**Try it:** Reproduce the following data word for word, keeping every line as it appears.

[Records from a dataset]
---
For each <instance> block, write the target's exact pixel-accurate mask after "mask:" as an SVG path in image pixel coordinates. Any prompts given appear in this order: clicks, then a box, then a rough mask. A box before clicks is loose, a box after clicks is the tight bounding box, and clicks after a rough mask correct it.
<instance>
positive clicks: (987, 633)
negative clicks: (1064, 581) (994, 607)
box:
---
**Completed exercise:**
For each <instance> block, write the target's exact pixel-accurate mask after "mask:" as an SVG path in image pixel coordinates. Any prompts given appear in this order: clicks, then a box, then a rough mask. A box before clicks is loose, a box after clicks is the tight bounding box, and clicks after a rough mask correct it.
<instance>
positive clicks: (987, 633)
negative clicks: (1064, 581) (994, 607)
box:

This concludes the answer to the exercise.